EXERCISE INSTRUCTIONS
Look through the records below and collect all lines that hold the string "point".

TASK MATERIAL

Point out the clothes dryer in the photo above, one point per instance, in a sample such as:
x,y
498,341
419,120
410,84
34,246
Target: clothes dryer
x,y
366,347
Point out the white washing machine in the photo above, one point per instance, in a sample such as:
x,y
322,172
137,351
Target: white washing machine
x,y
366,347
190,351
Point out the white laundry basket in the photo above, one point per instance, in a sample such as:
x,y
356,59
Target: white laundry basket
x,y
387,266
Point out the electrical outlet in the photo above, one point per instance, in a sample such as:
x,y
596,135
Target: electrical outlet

SOLVED PROBLEM
Point out the clothes dryer in the photo above, one point per instance, in a sample such as:
Point out the white washing machine in the photo above, one point per instance, in a sample such as:
Point out the white laundry basket in the photo above, one point per instance, in a sample such as:
Point out the electrical outlet in the photo above, one point per instance, in a sample such as:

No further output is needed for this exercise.